INSTRUCTIONS FOR THE TASK
Find "Q: report a point for each instance of the city" in the data, then restate the line it sits in and every later line word for word, ending with the last line.
— start RAW DATA —
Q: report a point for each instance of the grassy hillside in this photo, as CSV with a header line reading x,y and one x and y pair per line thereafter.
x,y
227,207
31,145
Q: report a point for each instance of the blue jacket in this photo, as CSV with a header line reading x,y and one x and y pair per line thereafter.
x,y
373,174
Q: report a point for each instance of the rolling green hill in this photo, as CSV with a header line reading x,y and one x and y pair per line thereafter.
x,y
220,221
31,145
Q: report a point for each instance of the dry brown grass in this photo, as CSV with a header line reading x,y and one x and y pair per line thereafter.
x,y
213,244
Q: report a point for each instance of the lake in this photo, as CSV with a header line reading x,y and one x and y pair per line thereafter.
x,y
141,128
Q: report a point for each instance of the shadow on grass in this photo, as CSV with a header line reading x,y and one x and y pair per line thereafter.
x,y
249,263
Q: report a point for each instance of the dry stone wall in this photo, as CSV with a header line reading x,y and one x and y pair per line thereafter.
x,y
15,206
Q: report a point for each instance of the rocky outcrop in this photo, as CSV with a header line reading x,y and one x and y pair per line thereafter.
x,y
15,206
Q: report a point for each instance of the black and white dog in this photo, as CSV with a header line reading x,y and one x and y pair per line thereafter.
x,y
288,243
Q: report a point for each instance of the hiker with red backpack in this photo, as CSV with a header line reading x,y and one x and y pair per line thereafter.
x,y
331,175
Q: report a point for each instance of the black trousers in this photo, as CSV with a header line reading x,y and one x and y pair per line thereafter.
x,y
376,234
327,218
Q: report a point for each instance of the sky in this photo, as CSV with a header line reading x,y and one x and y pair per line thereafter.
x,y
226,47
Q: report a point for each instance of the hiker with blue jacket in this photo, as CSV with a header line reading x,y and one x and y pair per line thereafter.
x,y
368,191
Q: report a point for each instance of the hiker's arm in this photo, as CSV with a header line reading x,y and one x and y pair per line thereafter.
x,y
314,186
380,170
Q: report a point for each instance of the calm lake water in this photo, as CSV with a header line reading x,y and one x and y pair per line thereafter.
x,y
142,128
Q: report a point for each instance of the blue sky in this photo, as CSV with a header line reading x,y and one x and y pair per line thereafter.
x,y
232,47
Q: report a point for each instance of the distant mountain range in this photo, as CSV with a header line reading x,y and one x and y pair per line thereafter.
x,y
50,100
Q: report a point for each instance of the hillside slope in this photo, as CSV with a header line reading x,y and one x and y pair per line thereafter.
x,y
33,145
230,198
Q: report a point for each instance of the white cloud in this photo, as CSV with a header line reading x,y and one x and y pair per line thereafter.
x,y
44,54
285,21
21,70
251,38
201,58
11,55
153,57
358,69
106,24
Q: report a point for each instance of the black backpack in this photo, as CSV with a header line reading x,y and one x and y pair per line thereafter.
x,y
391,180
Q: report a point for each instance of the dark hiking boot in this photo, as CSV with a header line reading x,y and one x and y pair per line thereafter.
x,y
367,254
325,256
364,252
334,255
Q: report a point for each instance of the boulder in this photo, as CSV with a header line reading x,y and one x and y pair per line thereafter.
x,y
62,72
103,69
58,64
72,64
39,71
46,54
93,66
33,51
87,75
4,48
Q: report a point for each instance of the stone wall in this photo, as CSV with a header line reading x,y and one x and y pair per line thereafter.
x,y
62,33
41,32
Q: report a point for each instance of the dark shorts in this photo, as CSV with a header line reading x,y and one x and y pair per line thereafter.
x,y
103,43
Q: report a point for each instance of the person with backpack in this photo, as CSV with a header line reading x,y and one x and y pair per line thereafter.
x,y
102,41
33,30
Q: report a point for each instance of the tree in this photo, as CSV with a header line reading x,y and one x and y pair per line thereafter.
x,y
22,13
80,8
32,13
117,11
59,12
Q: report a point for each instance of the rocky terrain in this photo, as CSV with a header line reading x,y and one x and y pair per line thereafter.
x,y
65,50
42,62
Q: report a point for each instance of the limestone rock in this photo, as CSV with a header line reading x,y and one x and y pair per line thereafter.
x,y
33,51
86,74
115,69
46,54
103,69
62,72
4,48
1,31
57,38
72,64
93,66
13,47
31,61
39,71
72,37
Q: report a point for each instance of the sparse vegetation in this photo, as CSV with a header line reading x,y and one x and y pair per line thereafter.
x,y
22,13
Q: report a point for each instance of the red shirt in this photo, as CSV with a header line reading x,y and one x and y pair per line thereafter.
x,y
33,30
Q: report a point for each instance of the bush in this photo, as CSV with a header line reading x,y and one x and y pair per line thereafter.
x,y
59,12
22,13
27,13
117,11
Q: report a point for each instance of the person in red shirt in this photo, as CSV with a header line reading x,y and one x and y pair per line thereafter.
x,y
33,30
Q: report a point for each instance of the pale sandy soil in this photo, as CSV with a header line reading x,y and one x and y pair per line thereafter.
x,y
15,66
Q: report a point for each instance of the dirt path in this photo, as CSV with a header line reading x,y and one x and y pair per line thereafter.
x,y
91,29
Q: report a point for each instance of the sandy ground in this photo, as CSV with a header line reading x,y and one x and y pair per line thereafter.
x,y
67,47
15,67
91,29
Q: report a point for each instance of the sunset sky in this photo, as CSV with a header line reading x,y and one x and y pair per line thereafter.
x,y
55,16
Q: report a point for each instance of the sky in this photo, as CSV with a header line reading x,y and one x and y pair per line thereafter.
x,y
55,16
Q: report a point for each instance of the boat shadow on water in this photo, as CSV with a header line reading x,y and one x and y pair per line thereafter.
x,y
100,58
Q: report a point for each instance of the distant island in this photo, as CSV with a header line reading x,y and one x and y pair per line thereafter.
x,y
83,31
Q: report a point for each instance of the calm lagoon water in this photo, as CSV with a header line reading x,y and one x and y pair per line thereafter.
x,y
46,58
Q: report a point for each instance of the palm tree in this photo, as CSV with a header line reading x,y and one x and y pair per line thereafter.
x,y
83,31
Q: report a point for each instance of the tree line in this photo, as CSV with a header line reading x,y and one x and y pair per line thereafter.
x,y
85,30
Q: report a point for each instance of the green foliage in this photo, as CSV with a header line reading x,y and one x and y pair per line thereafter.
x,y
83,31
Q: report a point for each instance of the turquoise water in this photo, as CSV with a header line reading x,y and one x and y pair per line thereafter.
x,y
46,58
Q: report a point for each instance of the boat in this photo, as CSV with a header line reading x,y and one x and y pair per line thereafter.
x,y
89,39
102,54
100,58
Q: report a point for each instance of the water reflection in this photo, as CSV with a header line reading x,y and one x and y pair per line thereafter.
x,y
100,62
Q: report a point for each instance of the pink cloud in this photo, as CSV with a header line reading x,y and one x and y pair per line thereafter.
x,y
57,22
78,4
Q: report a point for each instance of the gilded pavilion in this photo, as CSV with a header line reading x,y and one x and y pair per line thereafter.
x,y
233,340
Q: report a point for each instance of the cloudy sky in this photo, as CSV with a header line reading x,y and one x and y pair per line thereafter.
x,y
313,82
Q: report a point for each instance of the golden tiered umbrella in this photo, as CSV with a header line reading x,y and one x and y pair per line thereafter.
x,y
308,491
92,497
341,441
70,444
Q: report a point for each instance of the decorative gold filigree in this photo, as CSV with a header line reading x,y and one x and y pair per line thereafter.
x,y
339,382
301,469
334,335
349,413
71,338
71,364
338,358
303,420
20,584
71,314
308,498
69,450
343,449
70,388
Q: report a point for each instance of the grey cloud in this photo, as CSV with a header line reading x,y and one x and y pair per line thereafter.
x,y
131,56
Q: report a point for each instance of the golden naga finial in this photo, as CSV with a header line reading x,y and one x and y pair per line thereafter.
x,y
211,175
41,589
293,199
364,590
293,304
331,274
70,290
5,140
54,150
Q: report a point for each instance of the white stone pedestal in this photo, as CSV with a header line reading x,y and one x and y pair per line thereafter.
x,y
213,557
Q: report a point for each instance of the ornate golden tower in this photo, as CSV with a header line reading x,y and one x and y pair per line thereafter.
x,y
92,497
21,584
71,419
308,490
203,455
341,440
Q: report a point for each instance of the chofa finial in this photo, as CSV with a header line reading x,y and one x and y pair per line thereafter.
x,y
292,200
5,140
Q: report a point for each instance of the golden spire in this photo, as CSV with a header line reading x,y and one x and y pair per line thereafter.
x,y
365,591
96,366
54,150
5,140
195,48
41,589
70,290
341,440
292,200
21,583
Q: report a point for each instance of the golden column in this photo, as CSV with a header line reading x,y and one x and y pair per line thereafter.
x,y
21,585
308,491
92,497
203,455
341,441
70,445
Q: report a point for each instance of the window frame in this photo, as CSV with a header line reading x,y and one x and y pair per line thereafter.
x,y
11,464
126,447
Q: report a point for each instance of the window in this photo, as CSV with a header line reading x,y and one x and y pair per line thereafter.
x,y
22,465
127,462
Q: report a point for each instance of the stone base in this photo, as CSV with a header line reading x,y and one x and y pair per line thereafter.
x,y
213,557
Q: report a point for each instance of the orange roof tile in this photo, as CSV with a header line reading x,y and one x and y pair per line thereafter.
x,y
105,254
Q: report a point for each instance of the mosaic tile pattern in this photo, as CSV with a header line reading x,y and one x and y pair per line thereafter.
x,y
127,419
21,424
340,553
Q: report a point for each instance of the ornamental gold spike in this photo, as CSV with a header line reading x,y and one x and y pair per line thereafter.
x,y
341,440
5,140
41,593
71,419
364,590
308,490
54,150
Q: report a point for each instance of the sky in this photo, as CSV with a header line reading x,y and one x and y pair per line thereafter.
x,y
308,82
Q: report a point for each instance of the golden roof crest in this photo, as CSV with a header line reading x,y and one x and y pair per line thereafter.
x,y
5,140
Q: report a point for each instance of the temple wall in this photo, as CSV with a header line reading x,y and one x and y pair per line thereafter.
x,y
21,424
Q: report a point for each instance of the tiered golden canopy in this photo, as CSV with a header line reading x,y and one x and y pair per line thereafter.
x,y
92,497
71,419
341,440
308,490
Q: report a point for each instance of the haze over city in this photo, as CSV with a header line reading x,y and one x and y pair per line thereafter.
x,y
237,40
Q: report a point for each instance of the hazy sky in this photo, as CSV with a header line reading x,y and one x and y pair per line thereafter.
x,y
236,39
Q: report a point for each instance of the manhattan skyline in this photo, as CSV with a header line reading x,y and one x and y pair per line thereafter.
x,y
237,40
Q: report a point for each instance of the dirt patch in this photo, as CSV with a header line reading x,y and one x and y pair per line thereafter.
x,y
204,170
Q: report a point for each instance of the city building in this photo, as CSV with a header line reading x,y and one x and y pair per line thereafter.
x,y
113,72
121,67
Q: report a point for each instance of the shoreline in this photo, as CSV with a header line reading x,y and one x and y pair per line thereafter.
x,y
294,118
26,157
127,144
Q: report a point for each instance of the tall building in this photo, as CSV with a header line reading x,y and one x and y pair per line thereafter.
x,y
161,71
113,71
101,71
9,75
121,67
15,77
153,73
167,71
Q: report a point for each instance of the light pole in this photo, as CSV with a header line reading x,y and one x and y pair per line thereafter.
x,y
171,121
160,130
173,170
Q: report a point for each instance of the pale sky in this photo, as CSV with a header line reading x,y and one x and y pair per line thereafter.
— end RAW DATA —
ANSWER TO THE TASK
Q: report a point for each instance of the city building in this photo, as CSV with a header line reading x,y and one x and y pair per line thereafter.
x,y
113,72
121,67
Q: report a point for each instance of the shoreline in this photo, as CSV with a header line reading x,y and one x and y pair per line thereafter.
x,y
294,118
26,157
127,144
Q: report a point for each instance of the tall building in this photo, as CSV with a header line reading x,y and one x and y pair per line thereafter.
x,y
161,71
113,71
101,71
9,75
121,67
15,77
153,73
167,71
Q: report a point for each instance of the light pole in this photo, as CSV with a header line reading x,y and one x and y pair per line thereafter.
x,y
171,121
160,130
173,170
Q: report a point for each instance of the pale sky in this photo, as CSV with a header line reading x,y and one x and y pair per line thereafter.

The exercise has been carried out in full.